* [SOURCE DOCUMENT]
Art by Stephen Hickman

Idols of the Cthulhu Mythos

If you missed the last one…

Art by M. D. Jackson

The Devil’s Defile: Weird Tales From Devil’s Gulch is our Weird Western anthology, and to make it even more fun, a shared world. Edited by G. W. Thomas, it has a cover and four illustrations by M. D. Jackson. As you will see in this post, the idea of telling ghost stories in the Old West is not new, but it does require a certain balance between Western setting and chills and thrills. The mix doesn’t always get the applause you might think. (More on that below.) This collection has four novellas, including “The Ghost Gun”, a 25,000 worder with Deputy Sheriff Brett Hope who had appeared in four tales in Strange Adventures. Hope is back in the deputy role in the town of Devil’s Gulch, a place where the unusual is always lurking just out of sight. He acquires the ghost gun, an eldritch weapon that actually uses monsters for bullets. You follow him as he acquires the necessary ammunition to face a terrible black stranger who comes to claim all of Devil’s Gulch.

The Cthulhu Mythos is riddled with arcane statues and idols (along with the requisite temples), many of which are not stone at all but the actual gods themselves. Unlike the idols in the last post, these tend to be older than recorded history, sometimes even older than the human race. Lovecraft’s style of Cosmic Horror dates things in millennia while the totems of the jungle countries, Africa, South America, India, etc. tend to be more recent in time. (Sword & Sorcery is fond of the monster statues like Yama in this post. I haven’t included any of these here though since we have enough just looking at the Horror fiction. The Atlantean and Hyborian Ages are tangentially part of the Mythos but Sword & Sorcery can have its own post, I think.)

H. P. Lovecraft created the Mythos as a joke for friends. It was later named by August Derleth and made to be a more serious affair. The idols start as early as the first tales like “Dagon” and will become more and more important as time goes on. HPL’s correspondents and pals would add their own as well.

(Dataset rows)
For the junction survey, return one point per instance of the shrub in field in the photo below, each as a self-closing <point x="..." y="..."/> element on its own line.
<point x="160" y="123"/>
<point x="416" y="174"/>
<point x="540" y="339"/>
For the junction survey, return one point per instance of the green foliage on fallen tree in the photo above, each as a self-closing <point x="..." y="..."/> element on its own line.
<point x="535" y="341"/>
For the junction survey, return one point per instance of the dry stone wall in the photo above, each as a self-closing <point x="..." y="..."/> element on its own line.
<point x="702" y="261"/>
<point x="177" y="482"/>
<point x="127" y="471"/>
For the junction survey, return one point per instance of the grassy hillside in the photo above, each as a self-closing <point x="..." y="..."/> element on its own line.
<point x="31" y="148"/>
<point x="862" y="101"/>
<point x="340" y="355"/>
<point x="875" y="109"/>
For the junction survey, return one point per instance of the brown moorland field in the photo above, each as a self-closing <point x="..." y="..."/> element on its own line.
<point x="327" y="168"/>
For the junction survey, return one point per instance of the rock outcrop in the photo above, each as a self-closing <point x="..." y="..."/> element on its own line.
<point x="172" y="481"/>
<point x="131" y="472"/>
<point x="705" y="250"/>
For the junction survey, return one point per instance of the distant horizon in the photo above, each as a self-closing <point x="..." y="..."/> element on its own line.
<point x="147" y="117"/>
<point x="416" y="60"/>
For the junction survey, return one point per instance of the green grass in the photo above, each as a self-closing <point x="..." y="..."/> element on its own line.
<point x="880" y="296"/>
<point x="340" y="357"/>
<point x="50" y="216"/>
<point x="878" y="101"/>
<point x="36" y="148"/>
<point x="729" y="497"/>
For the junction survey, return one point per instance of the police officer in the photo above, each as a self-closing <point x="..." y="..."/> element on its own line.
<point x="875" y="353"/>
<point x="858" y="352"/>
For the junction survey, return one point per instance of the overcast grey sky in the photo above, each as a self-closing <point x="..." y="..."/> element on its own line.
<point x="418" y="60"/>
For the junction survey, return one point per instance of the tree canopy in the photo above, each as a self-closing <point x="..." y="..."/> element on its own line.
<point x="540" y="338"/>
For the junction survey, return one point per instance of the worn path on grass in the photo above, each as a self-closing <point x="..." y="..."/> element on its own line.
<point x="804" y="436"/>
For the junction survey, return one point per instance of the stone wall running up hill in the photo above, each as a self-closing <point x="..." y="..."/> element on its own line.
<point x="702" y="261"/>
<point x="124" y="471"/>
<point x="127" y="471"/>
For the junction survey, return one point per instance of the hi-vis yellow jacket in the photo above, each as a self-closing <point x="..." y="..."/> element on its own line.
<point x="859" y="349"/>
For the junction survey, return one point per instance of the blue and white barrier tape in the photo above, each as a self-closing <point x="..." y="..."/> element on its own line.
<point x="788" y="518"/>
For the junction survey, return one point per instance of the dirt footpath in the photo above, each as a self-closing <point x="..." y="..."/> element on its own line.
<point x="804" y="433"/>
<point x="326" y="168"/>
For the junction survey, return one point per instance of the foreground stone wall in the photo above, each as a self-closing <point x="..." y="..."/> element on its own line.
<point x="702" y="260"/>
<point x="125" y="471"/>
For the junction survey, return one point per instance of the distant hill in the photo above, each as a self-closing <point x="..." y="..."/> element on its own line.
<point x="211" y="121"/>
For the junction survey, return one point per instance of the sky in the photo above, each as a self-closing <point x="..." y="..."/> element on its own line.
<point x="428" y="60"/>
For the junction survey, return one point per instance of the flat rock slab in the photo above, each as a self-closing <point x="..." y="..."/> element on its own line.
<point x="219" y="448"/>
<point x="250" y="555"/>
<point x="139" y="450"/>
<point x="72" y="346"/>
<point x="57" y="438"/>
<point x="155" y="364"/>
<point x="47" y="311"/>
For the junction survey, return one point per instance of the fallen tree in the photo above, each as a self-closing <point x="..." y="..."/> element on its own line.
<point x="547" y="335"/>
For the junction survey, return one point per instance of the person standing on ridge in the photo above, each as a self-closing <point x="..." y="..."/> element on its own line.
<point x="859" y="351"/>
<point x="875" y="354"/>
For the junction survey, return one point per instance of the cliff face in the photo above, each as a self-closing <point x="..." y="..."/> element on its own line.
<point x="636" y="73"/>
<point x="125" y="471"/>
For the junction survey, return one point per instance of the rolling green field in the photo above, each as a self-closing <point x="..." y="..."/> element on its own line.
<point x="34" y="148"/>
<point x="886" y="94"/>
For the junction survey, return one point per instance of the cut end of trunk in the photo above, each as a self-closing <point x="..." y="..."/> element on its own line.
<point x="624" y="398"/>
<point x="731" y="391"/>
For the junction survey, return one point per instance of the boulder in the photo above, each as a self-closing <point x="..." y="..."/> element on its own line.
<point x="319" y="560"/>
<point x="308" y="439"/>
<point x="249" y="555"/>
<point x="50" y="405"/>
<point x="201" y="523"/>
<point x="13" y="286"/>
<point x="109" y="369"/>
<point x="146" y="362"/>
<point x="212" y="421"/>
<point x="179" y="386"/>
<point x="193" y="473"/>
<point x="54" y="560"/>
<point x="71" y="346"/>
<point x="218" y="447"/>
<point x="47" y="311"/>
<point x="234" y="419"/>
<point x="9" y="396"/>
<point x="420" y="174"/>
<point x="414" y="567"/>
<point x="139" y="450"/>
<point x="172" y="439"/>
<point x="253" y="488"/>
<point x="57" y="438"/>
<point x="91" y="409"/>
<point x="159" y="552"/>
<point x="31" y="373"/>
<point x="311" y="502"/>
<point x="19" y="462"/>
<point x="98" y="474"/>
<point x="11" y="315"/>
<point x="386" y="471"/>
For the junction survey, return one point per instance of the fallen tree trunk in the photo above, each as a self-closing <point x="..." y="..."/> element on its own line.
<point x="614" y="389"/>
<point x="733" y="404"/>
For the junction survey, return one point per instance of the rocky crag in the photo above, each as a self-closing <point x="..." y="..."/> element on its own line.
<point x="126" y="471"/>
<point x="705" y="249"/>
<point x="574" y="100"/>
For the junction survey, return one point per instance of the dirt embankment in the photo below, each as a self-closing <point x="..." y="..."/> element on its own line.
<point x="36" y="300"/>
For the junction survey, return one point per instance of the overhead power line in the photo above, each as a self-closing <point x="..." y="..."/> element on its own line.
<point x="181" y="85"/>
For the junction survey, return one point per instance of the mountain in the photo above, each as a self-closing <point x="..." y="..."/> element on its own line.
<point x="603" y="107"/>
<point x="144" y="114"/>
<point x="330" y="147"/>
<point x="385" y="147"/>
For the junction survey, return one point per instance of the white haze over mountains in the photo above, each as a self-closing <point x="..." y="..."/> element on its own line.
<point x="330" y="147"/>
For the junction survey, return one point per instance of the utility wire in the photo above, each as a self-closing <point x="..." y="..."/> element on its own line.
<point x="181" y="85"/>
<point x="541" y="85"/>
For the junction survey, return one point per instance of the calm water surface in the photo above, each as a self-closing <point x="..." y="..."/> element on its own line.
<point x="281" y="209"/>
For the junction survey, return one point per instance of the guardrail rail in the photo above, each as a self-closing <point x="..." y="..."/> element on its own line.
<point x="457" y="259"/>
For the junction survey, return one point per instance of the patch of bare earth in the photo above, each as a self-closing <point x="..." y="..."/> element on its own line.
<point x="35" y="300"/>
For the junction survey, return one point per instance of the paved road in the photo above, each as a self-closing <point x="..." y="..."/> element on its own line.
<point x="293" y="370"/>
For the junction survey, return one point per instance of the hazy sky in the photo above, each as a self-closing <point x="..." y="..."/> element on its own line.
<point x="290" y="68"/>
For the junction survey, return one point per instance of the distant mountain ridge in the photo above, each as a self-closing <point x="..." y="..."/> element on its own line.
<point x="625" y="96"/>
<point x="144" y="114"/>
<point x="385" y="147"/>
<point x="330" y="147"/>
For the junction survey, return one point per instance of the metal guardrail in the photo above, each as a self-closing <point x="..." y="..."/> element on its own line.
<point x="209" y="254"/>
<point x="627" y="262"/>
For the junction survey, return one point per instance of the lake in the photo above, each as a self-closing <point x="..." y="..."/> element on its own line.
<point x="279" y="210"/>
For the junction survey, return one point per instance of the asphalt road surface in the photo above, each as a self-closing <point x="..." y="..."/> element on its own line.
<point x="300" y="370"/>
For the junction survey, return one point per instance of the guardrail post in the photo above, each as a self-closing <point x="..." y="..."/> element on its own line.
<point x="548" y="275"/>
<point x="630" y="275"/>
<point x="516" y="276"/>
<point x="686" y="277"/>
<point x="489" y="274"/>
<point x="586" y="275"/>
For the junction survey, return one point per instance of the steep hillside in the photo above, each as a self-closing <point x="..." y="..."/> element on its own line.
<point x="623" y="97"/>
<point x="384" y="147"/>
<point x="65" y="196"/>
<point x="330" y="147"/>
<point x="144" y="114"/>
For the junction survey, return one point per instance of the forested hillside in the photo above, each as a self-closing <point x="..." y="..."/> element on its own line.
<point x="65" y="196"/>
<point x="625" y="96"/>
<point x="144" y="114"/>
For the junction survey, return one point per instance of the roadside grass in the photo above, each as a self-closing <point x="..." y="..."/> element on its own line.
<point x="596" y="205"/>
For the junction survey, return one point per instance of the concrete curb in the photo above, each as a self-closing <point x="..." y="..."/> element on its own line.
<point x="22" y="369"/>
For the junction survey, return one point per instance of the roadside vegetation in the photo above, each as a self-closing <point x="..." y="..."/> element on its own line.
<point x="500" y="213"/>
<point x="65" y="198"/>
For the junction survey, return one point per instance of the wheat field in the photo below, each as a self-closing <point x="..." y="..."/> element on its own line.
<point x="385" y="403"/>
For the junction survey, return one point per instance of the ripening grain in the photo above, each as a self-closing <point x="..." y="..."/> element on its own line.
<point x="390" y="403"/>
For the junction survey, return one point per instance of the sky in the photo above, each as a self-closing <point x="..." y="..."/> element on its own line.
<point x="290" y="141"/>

* [STATED PROBLEM 1]
In the post on Cthulhu Mythos idols, who gave the Mythos its name?
* [STATED PROBLEM 2]
Retype everything in the post on Cthulhu Mythos idols from "The Cthulhu Mythos is" down to "post, I think.)".
* [STATED PROBLEM 3]
Write what comes next in the post on Cthulhu Mythos idols, picking up after its final sentence.
The items aren't needed for any of this.

* [EXERCISE OUTPUT 1]
August Derleth

* [EXERCISE OUTPUT 2]
The Cthulhu Mythos is riddled with arcane statues and idols (along with the requisite temples), many of which are not stone at all but the actual gods themselves. Unlike the idols in the last post, these tend to be older than recorded history, sometimes even older than the human race. Lovecraft’s style of Cosmic Horror dates things in millennia while the totems of the jungle countries, Africa, South America, India, etc. tend to be more recent in time. (Sword & Sorcery is fond of the monster statues like Yama in this post. I haven’t included any of these here though since we have enough just looking at the Horror fiction. The Atlantean and Hyborian Ages are tangentially part of the Mythos but Sword & Sorcery can have its own post, I think.)

* [EXERCISE OUTPUT 3]
Art by Ivan Heitman

“Dagon” (The Vagrant, November 1919) by H. P. Lovecraft reprinted in Weird Tales, October 1923 is for many the beginning of the Cthulhu Mythos in Weird Tales. A lone survivor finds a section of the ocean floor raised up an earthquake and the terrible temple there:

It was the pictorial carving, however, that did most to hold me spellbound. Plainly visible across the intervening water on account of their enormous size, were an array of bas-reliefs whose subjects would have excited the envy of a Doré. I think that these things were supposed to depict men—at least, a certain sort of men; though the creatures were shewn disporting like fishes in the waters of some marine grotto, or paying homage at some monolithic shrine which appeared to be under the waves as well…I cannot think of the deep sea without shuddering at the nameless things that may at this very moment be crawling and floundering on its slimy bed, worshipping their ancient stone idols and carving their own detestable likenesses on submarine obelisks of water-soaked granite. I dream of a day when they may rise above the billows to drag down in their reeking talons the remnants of puny, war-exhausted mankind—of a day when the land shall sink, and the dark ocean floor shall ascend amidst universal pandemonium.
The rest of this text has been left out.